▶ **Text to read**:

===============

Last week, we learned how to interpret the output of the EvaluateAndLog function of scalar expressions. Albeit interesting, the new function would be much less useful if it could only return scalar values. After all, Power BI users can always define a scalar expression as a measure and then study its values in various contexts. The real power of EvaluateAndLog is that it can also wrap around any table expressions, the output of which was much harder to visualize until now.
One of the key takeaways from last week’s post is that a scalar expression produces many values in the presence of input columns. Each unique combination of values of input columns causes a reevaluation of the expression. The same is true for table expressions, which means the same table expression can generate multiple tables in a single query. Such dynamic behavior is what makes DAX powerful and hard to learn at the same time. With the help of the EvaluateAndLog function, we can now, for the first time, see all the intermediate tables instead of just imagining them in our head.
Let’s try a table-valued EvaluateAndLog with a simple measure:
Measure4 = CountRows(EvaluateAndLog(‘Sales’))
We inject EvaluateAndLog inside the CountRows function to see which rows are counted.
⚠️For this week’s examples, we will be building on top of last week’s 3-table model, the diagram of which is shown again in Figure 1 just like last week. That’s why our first example is already the 4th measure in the model. A link to the updated pbix file is provided at the end of this article.
⚠️ If you want to try the examples in this post on your own, make sure that you have installed the most recent update of the August 2022 release of Desktop which contains a critical bug fix. The version of your Desktop must be 2.108.997.0 or later.
Adding ‘Product'[Color] and [Measure4] to a table visual, we get Figure 2 and two DAXEvaluationLog events, Figures 3 and 4. There are eight tables in Figure 3, one for each product color, and only one table in Figure 4 corresponding to the total value of the table visual. Unlike scalar expressions, a table expression has an “outputs” property in its JSON document which is a list of columns that define the schema of the table.
It’s an interesting challenge how to present to the users in DAX Debug Output more than one table from the same table expression. Since all the tables share the same schema, I chose to show them in a single data grid just like the multiple values from a single scalar expression are displayed. This also happens to be the way such data is stored in the DAX Engine: rows from tables calculated from the same DAX expression are saved in a single data cache along with corresponding values of the input columns. To make it easier for users to differentiate between rows from different tables, I added to the data grid three extra columns, whose headers are in light and dark grayish blue colors:
- [Table Number] indicates to which table the row belongs;
- [Row Number] indicates which row in the table;
- [Row Count] indicates the total number of rows in the table.
Since data tables can potentially contain a lot of columns and rows in which case will be very expensive to serialize, the EvaluateAndLog function, by default, only serializes up to 10 rows per table into the JSON output, but it also serializes the total number of rows as the value of the “rowCount” JSON property to let users know if any rows are skipped. Users can use the optional <max rows> parameter of the function to change the limit. Since intermediate tables are not sorted by the DAX Engine, there is no general way of controlling which subset of rows will show up in the output. However, you can use functions like Filter, TopN, or Sample to select a subset of rows you want to see, e.g.
CountRows(EvaluateAndLog(Sample(10, ‘Sales’, ‘Sales'[ProductKey], Asc)))

===============

▶ **Work instructions**:
a) Translate this sentence from the EvaluateAndLog article into Spanish: "Each unique combination of values of input columns causes a reevaluation of the expression."
b) Rewrite the stretch of the EvaluateAndLog article from "Last week, we" through "visualize until now.", putting "Power BI Desktop" in place of "Power BI".
The records have no connection to the EvaluateAndLog article.

▶ **Stored records**:
===============

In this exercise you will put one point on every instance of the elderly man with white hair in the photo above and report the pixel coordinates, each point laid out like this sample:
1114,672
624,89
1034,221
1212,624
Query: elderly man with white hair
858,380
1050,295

===============

▶ **Exercise results**:
a) Cada combinación única de valores de las columnas de entrada provoca una reevaluación de la expresión.

b)
Last week, we learned how to interpret the output of the EvaluateAndLog function of scalar expressions. Albeit interesting, the new function would be much less useful if it could only return scalar values. After all, Power BI Desktop users can always define a scalar expression as a measure and then study its values in various contexts. The real power of EvaluateAndLog is that it can also wrap around any table expressions, the output of which was much harder to visualize until now.